(Stored data entries)
# # # #

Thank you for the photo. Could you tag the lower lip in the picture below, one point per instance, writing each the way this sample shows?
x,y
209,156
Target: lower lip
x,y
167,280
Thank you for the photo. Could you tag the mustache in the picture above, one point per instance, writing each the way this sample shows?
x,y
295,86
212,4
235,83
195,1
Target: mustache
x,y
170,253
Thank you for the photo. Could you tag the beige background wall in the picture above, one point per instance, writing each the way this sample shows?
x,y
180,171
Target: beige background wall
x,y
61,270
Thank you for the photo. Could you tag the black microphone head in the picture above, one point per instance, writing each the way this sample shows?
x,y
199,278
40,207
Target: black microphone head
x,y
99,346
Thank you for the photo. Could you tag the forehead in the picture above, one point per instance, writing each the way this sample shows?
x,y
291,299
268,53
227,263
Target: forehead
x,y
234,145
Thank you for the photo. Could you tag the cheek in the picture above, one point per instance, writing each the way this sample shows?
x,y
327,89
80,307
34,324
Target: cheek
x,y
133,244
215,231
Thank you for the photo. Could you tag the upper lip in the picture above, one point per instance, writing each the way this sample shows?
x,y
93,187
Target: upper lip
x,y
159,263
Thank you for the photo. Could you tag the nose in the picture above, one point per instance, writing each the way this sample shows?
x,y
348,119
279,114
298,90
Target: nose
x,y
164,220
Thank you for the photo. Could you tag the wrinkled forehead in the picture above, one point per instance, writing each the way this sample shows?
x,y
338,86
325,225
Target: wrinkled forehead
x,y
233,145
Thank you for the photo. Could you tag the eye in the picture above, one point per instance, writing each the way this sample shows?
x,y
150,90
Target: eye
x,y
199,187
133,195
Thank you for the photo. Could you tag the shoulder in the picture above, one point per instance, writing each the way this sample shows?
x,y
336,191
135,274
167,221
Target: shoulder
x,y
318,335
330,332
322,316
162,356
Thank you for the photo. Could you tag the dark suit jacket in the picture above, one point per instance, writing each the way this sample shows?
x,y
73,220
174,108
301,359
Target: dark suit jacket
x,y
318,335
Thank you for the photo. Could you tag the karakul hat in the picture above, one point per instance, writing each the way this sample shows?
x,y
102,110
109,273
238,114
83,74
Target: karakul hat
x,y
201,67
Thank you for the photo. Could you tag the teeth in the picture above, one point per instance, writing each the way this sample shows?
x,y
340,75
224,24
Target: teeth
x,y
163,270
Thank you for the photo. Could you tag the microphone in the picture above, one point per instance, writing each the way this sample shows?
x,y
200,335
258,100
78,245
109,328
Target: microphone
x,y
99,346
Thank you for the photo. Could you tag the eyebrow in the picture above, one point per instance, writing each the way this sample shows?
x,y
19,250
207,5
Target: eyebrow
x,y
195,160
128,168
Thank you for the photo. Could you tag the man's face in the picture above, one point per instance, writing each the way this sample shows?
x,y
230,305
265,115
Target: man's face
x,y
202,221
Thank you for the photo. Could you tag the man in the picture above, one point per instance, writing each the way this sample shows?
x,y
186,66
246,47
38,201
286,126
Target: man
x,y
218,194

# # # #

The data above is to be restated line for line, word for word.

> [Solved problem]
Thank you for the photo. Could you tag the lower lip in the picture below, one point per instance, writing each the way this sample shows?
x,y
209,156
Target: lower lip
x,y
167,280
Thank you for the photo. Could you tag the mustache in the picture above, one point per instance, writing each the way this sample shows?
x,y
295,86
212,4
235,83
195,1
Target: mustache
x,y
170,253
Thank you for the photo. Could you tag the beige background wall in the picture above, one point per instance, writing each the way this sample shows?
x,y
180,171
Target: beige background wall
x,y
61,270
Thank you for the photo. Could you tag the black microphone head in the picture above, one point per instance, writing each the way this sample shows?
x,y
199,278
40,207
Target: black microphone head
x,y
99,346
Thank you for the photo. Could you tag the forehead in the picture above, one point per instance, writing each the way this sample shows?
x,y
291,299
268,53
227,263
Target: forehead
x,y
234,145
Thank you for the photo. Could you tag the cheek in the picture above, one point per instance, writing each the way this sample shows?
x,y
327,89
80,307
34,324
Target: cheek
x,y
133,244
215,231
Thank you for the photo. Could you tag the upper lip in the picture above, one point per instance, writing each the way this sample shows?
x,y
93,187
Target: upper lip
x,y
159,263
Thank you for the photo. Could you tag the nose in the picture above, one point per instance, writing each the way this sample shows?
x,y
348,119
279,114
298,90
Target: nose
x,y
164,220
Thank you for the photo. Could you tag the wrinkled forehead in the picture above, one point per instance, writing each the way this sample shows?
x,y
338,86
325,225
Target: wrinkled forehead
x,y
233,145
Thank you for the photo. Could you tag the eye in the picture above, one point per instance, writing each the way this sample shows?
x,y
150,90
Target: eye
x,y
199,187
133,195
Thank you for the photo. Could you tag the shoulder in the picture above, one point per instance, writing each the way this sample shows?
x,y
336,191
135,274
167,221
Target: shoulder
x,y
318,335
330,332
322,316
162,356
Thank you for the photo. Could you tag the dark suit jacket in the picture above, one point per instance, writing each the way this sample shows?
x,y
73,220
174,108
301,359
Target: dark suit jacket
x,y
318,335
Thank you for the photo. Could you tag the karakul hat in the picture above, one point per instance, writing each the way this sample shows?
x,y
102,110
109,273
238,114
83,74
Target: karakul hat
x,y
201,67
Thank you for the photo. Could you tag the teeth in the picture above, one point per instance, writing each the way this sample shows?
x,y
340,75
224,24
Target: teeth
x,y
163,270
Thank you for the photo. Could you tag the microphone in the picture above, one point per instance, writing each the way this sample shows?
x,y
200,335
258,100
78,245
109,328
Target: microphone
x,y
99,346
Thank you for the photo. Could you tag the eyebrow in the picture above, one point per instance, writing each the way this sample shows?
x,y
19,250
207,5
Target: eyebrow
x,y
195,160
128,168
Thank you for the photo. Could you tag the man's face in the picture above, one point per instance, writing each the way this sample shows?
x,y
230,305
265,115
Target: man's face
x,y
202,221
Thank you for the photo. Could you tag the man in the picture above, one point per instance, writing each the way this sample shows?
x,y
186,66
246,47
38,201
286,126
Target: man
x,y
218,194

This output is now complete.